EVANSTON, Some of the toughest reservations to get in this affluent suburb of Chicago are for the early tables at the Mather, a senior community of $1 million condominiums near Lake Michigan. Citrus-dressed duck breasts and “tomahawk” pork chops are on the menu, along with vegetables from a cooperative farm in upstate Wisconsin and house-made gelato.

Across town, aging nuns at the Mercy Circle retirement center drink fruit-enhanced spa water at “hydration stations,” spread whipped European butter on house-baked rolls and discuss the prices at the farmers’ market set up in their courtyard.

Chefs there purée roasted, free-range chicken for residents who can’t eat solid food, then mold it into an approximation of the real thing, garnishing the plate with a reduction of balsamic vinegar.

In a nation where food has become a cultural currency and the baby-boom generation is turning 65 at a rate of 8,000 people a day, it was only a matter of time before expensive ingredients, elevated cooking techniques and old-fashioned food snobbery hit the nursing home.

“The latte and sushi generation is coming,” said Mary von Goeben, the executive director of Mercy Circle, where almost 100 retired nuns in various states of health live. “The people entering nursing homes have traveled and they are used to eating at great restaurants.”

Culinary schools are redesigning curriculums to teach students how to cook for the aging. At many senior living communities and nursing homes, chefs with degrees from Johnson & Wales or the Culinary Institute of America have taken over kitchens.

They sear wild Alaska salmon and offer cooking demonstrations. Residents can drink craft cocktails in the lounge at the Merion in Evanston. At places like Wake Robin senior center in Vermont, chefs use whole pigs from local farms and serve coffee roasted in nearby Burlington. At Lenox Hill Neighborhood House in Manhattan, sustainable seafood comes directly from the boat.

---

• **What to work on**
In the passage on senior dining, how many baby boomers are turning 65 each day?

---

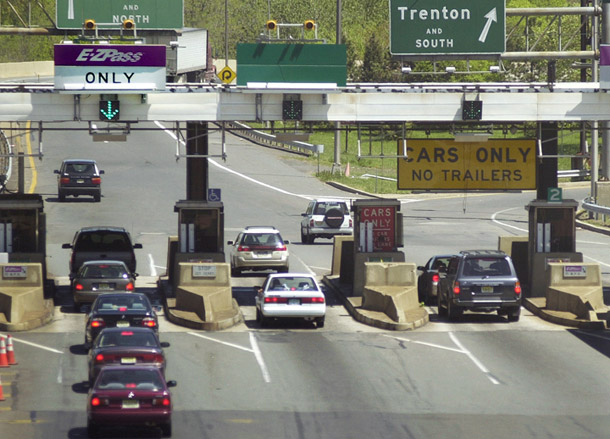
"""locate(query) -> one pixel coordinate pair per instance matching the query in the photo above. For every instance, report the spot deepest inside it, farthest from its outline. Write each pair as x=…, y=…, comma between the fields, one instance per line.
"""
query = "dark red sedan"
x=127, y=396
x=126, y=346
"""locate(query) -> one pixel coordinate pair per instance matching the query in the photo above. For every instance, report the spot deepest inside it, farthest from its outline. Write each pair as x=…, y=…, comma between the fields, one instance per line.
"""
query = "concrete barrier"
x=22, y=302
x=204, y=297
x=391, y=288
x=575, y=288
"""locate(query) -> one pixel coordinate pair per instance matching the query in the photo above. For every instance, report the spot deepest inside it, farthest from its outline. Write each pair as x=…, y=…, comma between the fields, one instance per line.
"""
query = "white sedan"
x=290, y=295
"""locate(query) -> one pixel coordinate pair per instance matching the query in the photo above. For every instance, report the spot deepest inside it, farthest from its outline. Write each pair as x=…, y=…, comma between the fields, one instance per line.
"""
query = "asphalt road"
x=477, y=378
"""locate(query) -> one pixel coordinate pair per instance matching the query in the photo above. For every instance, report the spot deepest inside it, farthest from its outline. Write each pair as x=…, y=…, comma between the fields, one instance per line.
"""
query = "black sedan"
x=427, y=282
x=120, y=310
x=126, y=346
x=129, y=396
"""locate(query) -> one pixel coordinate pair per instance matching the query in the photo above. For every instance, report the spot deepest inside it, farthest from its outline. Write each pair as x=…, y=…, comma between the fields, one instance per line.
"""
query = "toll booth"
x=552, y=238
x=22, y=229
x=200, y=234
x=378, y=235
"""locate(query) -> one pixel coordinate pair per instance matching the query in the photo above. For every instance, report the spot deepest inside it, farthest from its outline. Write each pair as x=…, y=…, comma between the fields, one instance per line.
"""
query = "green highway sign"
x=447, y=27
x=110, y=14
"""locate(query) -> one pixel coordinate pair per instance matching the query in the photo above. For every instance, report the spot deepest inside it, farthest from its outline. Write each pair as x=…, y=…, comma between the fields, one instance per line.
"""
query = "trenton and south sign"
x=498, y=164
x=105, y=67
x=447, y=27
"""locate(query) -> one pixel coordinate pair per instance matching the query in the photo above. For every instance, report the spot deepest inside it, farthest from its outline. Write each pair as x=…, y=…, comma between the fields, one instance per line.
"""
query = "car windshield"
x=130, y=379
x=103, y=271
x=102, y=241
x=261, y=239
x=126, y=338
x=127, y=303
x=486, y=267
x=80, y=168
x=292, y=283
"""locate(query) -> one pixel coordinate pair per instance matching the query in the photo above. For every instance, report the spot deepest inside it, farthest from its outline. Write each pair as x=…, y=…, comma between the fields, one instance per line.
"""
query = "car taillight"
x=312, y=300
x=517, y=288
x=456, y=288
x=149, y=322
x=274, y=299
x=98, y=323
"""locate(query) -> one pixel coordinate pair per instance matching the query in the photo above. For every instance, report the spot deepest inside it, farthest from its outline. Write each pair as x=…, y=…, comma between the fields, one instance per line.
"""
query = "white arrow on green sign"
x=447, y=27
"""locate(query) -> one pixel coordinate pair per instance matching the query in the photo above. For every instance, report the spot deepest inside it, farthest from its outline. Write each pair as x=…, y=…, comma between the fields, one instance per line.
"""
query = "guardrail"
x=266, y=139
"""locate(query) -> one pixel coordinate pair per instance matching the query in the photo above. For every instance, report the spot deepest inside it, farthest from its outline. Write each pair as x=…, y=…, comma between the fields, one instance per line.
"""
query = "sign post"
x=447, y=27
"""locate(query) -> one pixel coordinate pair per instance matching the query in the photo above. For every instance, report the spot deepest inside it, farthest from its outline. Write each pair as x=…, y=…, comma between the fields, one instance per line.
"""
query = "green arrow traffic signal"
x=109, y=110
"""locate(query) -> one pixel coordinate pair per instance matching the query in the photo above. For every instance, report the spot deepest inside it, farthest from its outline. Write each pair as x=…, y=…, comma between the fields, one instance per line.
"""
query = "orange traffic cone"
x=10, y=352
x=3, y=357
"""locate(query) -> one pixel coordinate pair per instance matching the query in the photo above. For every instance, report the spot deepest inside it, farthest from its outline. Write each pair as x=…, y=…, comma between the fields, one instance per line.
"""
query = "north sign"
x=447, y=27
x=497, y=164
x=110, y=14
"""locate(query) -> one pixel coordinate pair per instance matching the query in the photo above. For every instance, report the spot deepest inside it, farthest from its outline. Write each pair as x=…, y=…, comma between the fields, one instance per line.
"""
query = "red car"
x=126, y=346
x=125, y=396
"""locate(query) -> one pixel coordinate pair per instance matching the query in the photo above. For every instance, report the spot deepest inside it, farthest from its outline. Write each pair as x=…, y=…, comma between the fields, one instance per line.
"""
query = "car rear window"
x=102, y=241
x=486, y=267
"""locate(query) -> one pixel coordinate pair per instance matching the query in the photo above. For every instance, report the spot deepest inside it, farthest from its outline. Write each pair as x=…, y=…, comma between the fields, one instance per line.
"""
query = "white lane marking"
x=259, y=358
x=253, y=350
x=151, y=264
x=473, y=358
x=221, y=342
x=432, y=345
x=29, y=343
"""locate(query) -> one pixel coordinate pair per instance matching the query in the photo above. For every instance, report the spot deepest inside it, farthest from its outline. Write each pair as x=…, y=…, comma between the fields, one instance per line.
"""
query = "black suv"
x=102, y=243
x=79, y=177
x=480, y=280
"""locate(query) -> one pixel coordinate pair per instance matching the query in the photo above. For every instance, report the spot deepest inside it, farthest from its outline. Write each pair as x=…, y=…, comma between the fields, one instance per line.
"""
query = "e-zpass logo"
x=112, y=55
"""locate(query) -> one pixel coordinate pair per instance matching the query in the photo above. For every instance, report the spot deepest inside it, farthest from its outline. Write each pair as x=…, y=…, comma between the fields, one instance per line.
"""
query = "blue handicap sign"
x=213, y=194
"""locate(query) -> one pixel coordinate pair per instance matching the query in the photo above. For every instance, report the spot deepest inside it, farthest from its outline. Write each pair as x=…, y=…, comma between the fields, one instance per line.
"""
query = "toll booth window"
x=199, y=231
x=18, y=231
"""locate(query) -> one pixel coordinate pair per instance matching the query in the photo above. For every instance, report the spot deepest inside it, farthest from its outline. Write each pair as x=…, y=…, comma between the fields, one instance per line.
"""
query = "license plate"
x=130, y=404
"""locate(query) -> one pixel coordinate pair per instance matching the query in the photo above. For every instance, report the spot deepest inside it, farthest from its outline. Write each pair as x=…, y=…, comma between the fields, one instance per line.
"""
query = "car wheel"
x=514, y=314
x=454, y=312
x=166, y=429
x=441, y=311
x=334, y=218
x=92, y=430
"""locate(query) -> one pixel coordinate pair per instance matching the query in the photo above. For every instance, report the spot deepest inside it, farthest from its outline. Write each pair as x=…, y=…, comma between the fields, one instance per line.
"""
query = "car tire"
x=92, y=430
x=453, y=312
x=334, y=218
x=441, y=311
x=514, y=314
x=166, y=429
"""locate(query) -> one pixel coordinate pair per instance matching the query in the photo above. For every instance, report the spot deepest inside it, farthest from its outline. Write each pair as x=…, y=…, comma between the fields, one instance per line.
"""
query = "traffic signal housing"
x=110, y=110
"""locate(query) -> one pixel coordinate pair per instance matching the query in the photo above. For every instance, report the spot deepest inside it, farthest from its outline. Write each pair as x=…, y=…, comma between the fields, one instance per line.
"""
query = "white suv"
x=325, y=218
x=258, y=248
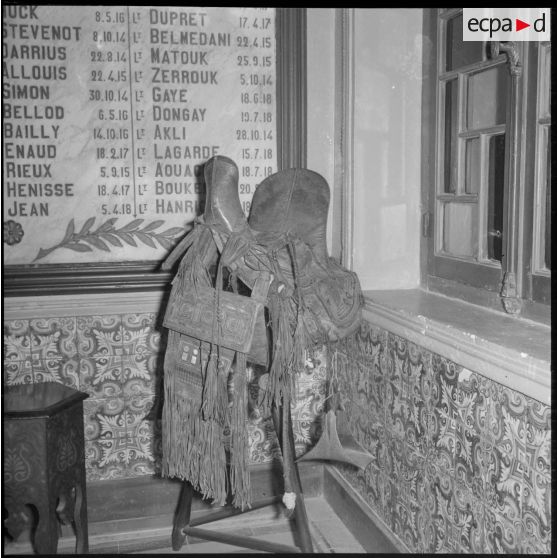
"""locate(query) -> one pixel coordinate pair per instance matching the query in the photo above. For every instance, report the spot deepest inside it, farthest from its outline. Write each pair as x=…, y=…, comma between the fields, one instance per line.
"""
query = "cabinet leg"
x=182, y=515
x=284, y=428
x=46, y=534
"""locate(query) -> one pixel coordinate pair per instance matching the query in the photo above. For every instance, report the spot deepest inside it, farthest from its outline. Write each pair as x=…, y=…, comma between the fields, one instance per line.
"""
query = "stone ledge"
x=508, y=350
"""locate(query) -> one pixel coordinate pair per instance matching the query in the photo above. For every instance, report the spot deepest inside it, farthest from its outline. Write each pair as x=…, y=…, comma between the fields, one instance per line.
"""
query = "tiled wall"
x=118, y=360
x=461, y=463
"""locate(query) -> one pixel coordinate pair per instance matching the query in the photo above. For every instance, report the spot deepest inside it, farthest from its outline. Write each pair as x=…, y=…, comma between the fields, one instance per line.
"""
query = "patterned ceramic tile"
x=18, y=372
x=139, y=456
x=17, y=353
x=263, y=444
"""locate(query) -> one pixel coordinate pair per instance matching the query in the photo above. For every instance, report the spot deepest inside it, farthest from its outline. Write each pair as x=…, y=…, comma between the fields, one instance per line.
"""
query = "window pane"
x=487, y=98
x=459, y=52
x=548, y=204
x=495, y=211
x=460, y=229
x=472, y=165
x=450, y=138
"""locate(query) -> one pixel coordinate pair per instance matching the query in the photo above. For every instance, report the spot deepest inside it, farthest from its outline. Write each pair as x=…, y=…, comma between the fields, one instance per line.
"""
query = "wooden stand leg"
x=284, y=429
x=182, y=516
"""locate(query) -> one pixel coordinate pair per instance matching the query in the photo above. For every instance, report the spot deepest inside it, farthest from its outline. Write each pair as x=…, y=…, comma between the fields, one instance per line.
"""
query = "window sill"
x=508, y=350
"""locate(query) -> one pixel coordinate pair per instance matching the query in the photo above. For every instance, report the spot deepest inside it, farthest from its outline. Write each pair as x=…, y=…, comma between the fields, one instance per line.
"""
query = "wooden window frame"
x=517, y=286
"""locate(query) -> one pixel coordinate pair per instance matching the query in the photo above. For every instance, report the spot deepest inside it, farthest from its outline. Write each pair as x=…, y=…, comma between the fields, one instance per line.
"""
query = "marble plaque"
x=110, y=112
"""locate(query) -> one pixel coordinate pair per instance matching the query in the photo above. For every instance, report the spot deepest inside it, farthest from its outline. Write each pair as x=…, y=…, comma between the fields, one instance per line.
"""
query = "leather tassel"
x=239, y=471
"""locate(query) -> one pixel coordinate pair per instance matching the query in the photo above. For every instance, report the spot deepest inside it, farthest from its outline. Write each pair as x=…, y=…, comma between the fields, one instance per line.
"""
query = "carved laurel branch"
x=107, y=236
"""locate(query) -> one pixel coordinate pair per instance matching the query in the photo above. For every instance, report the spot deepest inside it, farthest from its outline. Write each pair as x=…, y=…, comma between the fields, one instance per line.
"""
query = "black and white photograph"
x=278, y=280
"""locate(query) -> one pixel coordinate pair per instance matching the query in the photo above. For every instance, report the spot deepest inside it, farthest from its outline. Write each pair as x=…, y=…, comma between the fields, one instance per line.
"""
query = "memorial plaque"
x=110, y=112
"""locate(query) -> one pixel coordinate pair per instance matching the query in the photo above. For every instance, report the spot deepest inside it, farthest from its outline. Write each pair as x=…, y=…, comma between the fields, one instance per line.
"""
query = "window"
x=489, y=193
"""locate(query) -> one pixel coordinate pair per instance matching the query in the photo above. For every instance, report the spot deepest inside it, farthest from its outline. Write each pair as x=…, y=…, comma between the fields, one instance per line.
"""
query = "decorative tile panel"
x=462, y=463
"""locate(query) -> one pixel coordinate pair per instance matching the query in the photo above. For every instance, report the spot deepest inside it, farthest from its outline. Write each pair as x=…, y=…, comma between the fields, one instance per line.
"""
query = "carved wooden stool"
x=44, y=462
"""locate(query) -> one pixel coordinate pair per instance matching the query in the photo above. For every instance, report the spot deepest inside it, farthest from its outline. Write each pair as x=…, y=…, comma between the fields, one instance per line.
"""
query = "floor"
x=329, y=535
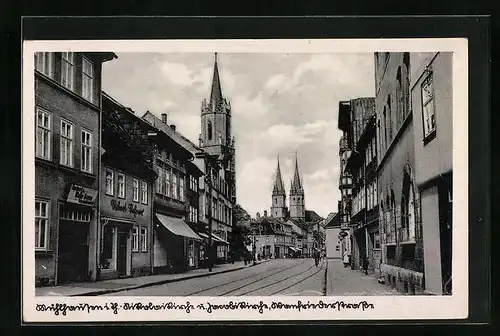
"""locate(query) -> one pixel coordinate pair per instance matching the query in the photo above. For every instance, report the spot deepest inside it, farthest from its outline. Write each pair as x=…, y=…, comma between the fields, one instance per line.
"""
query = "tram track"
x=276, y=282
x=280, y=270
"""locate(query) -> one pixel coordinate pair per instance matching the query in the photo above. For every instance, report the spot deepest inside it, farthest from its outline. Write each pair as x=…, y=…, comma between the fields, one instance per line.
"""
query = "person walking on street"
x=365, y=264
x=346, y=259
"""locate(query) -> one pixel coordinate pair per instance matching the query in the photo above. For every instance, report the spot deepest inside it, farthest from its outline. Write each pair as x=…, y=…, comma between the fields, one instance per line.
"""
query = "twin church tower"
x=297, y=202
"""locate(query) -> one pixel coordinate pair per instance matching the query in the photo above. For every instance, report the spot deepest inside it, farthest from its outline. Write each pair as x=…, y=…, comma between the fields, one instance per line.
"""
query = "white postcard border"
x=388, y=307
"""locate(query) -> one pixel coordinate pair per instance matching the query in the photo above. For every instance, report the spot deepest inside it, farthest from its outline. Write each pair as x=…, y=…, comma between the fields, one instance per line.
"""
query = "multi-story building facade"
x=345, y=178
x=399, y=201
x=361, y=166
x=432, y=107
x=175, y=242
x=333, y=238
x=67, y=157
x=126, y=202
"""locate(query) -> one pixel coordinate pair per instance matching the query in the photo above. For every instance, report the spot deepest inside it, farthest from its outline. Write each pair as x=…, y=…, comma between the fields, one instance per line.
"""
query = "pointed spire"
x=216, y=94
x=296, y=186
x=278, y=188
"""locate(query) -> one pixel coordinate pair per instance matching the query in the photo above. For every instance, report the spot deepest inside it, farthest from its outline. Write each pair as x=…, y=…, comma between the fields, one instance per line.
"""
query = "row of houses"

---

• **Finished task**
8,000 people a day.